■ SOURCE EXTRACT
_____

Question

Sequence Duplication for Single-End 3RAD Data

0

Entering edit mode

9 weeks ago

Sarah • 0

Hi all,

I am hoping to get your thoughts on dealing with some severe sequence duplication in my data. For context, I have single-end 100bp 3RAD data from a few catfish species, none of which have reference genomes. My goal is to use stacks denovo to call SNPs for population genomic analyses.

I've run FastQC on these samples (trimmed adapters and standardized length of 85bp using trimmomatic), and they still show an abnormal GC curve which I believe is due to overrepresented sequences. The most common overrepresented sequences BLASTs to a related catfish's ribosomal DNA. I have read that removing duplicates from single-end data is unreliable, but I am unsure how to proceed with this data, whether it be cleaning it up before stacks or filtering it out during ustacks or something.

I have added the FASTQC files for some of my samples to this repo: https://github.com/SarahBabaei/FastQC

Any advice would be appreciated, thank you in advance!!

duplication reduced-representation • 486 views

ADD COMMENT • link 9 weeks ago by Sarah • 0

0

Entering edit mode

With a specialized technique like 3RAD sequencing FastQC is of limited value. It is coded for "normal" genomic sequencing and the various test limits are from that reference. You should probably go ahead with your STACKs workflow and not worry about the FastQC results.

I have read that removing duplicates from single-end data is unreliable

If you are interested in de-duplicating the data then you can use clumpify.sh from BBMap suite which can do this purely based on sequence without having to do alignments. See --> Introducing Clumpify: Create 30% Smaller, Faster Gzipped Fastq Files. And remove duplicates.

ADD REPLY • link 9 weeks ago by GenoMax 152k

0

Entering edit mode

Thank you for your reply! Do you think this might be due to trimming? Some of my samples have what FastQC categorizes as Illumina adapters in the overrepresented sequences, so I was thinking maybe I'm not preprocessing my sequences enough.

ADD REPLY • link 9 weeks ago by Sarah • 0

_____

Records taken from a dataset
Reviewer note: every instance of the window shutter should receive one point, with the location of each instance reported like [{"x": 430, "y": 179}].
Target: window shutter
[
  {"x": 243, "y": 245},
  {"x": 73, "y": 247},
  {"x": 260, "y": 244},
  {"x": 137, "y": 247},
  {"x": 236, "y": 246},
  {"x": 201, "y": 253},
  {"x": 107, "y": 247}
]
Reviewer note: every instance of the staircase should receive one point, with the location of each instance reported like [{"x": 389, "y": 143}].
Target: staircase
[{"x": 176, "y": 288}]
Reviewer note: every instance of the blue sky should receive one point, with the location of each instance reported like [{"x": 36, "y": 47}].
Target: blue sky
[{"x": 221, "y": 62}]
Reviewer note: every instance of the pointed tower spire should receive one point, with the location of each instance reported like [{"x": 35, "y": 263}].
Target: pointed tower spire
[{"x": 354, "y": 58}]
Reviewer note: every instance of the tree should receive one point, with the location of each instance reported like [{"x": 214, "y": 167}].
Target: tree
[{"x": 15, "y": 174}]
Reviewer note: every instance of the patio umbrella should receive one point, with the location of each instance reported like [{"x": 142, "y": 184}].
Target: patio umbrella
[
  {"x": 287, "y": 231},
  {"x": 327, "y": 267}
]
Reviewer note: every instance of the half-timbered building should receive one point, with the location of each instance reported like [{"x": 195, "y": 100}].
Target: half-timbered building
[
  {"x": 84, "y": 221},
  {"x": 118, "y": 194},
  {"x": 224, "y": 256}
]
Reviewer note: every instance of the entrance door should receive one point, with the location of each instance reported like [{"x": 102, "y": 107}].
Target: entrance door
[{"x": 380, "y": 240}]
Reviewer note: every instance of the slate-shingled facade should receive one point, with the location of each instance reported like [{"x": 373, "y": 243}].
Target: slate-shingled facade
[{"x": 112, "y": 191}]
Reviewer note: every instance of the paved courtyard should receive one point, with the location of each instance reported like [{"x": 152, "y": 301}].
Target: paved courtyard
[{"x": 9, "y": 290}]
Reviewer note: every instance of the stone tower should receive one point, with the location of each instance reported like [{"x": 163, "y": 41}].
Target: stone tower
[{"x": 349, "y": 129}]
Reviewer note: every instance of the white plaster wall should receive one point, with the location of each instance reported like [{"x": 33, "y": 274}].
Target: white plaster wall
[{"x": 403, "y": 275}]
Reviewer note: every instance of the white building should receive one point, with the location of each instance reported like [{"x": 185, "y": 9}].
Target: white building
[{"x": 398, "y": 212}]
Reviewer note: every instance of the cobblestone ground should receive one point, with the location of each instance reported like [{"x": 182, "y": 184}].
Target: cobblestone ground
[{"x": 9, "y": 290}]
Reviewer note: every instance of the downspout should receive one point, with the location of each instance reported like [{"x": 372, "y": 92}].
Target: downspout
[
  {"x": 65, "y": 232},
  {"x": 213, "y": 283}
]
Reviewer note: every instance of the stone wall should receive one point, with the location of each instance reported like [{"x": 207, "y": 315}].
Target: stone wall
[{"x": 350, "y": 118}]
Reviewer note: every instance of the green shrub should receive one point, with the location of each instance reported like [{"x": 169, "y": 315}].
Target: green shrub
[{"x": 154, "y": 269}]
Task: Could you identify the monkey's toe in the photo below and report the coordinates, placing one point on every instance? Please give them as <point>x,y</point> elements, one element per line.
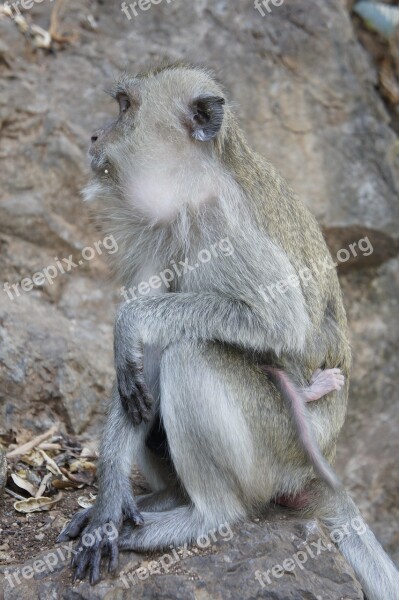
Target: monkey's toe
<point>75,525</point>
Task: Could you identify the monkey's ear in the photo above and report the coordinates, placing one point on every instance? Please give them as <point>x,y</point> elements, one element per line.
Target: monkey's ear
<point>206,117</point>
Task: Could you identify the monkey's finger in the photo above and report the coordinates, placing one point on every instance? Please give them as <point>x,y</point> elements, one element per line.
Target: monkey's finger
<point>132,513</point>
<point>80,563</point>
<point>315,375</point>
<point>114,558</point>
<point>95,564</point>
<point>75,526</point>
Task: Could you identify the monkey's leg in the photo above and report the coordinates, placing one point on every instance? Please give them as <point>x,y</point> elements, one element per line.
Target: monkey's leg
<point>160,501</point>
<point>211,449</point>
<point>120,445</point>
<point>322,383</point>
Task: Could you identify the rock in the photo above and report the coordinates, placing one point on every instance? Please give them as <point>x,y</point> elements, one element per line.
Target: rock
<point>369,446</point>
<point>243,562</point>
<point>3,473</point>
<point>305,91</point>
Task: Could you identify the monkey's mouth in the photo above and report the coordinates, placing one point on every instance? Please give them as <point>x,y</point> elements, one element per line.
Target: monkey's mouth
<point>99,165</point>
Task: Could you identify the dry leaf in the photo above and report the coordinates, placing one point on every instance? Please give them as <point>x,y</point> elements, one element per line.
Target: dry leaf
<point>64,484</point>
<point>23,484</point>
<point>33,459</point>
<point>85,502</point>
<point>37,504</point>
<point>50,463</point>
<point>81,465</point>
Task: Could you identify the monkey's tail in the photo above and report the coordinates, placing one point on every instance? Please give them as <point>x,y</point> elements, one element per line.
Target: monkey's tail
<point>374,569</point>
<point>297,405</point>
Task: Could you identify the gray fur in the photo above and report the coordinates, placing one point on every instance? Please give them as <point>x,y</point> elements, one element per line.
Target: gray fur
<point>233,445</point>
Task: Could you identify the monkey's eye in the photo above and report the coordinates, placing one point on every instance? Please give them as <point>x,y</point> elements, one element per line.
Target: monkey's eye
<point>124,102</point>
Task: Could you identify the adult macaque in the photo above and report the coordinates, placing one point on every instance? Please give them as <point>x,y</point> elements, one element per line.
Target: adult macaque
<point>174,175</point>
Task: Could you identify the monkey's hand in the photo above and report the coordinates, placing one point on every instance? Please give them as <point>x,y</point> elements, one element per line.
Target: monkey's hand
<point>133,391</point>
<point>99,536</point>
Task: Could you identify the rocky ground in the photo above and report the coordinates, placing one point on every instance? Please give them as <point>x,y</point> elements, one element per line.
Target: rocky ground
<point>307,93</point>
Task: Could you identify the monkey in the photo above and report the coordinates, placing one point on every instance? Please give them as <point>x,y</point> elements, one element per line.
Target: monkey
<point>172,175</point>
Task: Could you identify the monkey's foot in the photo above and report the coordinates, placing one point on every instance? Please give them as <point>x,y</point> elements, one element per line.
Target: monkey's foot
<point>99,536</point>
<point>324,382</point>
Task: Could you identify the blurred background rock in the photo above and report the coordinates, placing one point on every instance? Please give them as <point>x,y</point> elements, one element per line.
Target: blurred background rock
<point>309,83</point>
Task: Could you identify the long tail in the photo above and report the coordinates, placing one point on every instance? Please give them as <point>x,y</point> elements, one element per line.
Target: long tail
<point>374,569</point>
<point>297,406</point>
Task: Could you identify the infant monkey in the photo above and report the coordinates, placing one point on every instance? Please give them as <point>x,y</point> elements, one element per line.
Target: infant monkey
<point>173,174</point>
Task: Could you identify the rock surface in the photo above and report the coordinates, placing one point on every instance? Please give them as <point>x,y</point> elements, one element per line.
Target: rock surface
<point>222,567</point>
<point>305,92</point>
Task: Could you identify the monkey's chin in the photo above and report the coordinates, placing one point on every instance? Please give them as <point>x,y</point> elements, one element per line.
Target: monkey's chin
<point>92,191</point>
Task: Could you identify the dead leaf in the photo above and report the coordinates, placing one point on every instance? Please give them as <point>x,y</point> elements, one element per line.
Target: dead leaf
<point>37,504</point>
<point>23,484</point>
<point>85,502</point>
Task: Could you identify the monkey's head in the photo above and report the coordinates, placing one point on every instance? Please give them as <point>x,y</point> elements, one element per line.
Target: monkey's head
<point>159,151</point>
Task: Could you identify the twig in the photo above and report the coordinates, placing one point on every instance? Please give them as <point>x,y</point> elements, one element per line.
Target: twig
<point>33,443</point>
<point>43,485</point>
<point>13,494</point>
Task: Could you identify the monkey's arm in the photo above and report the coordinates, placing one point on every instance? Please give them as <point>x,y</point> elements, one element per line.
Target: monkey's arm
<point>162,320</point>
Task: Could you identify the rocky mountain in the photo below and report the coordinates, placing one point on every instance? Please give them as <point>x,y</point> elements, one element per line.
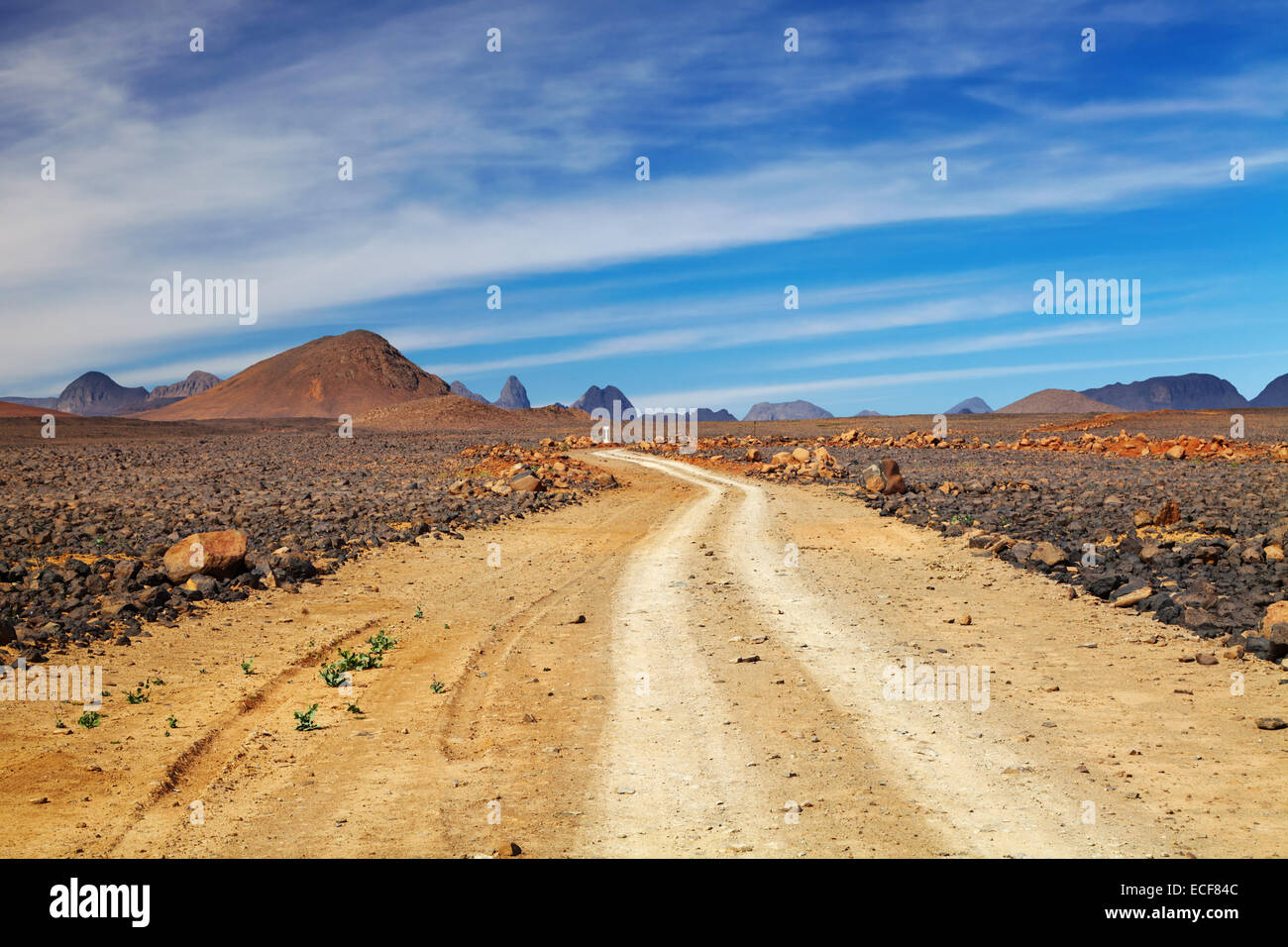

_____

■ QUESTIONS
1. In the 3RAD thread, write out the passage that begins at the words "Sequence Duplication for" and stops after "population genomic analyses.", switching "catfish" to "salmon".
2. Answer these questions from the 3RAD thread:
(a) To what length were the reads standardized with trimmomatic?
(b) To what does the most common overrepresented sequence match in BLAST?
(c) Which tool does the reply suggest for de-duplicating the data, and from which suite?
3. Say whether each statement agrees with the 3RAD thread, and quote the words that decide it:
(a) The catfish species studied have reference genomes.
(b) The reply says clumpify.sh needs alignments to remove duplicates.
(c) Some samples show Illumina adapters among their overrepresented sequences.

■ RESPONSES IN ORDER
1.
Sequence Duplication for Single-End 3RAD Data

0

Entering edit mode

9 weeks ago

Sarah • 0

Hi all,

I am hoping to get your thoughts on dealing with some severe sequence duplication in my data. For context, I have single-end 100bp 3RAD data from a few salmon species, none of which have reference genomes. My goal is to use stacks denovo to call SNPs for population genomic analyses.

2.
(a) 85bp.
(b) A related catfish's ribosomal DNA.
(c) clumpify.sh, from the BBMap suite.

3.
(a) No: "none of which have reference genomes".
(b) No: "purely based on sequence without having to do alignments".
(c) Yes: "Some of my samples have what FastQC categorizes as Illumina adapters in the overrepresented sequences".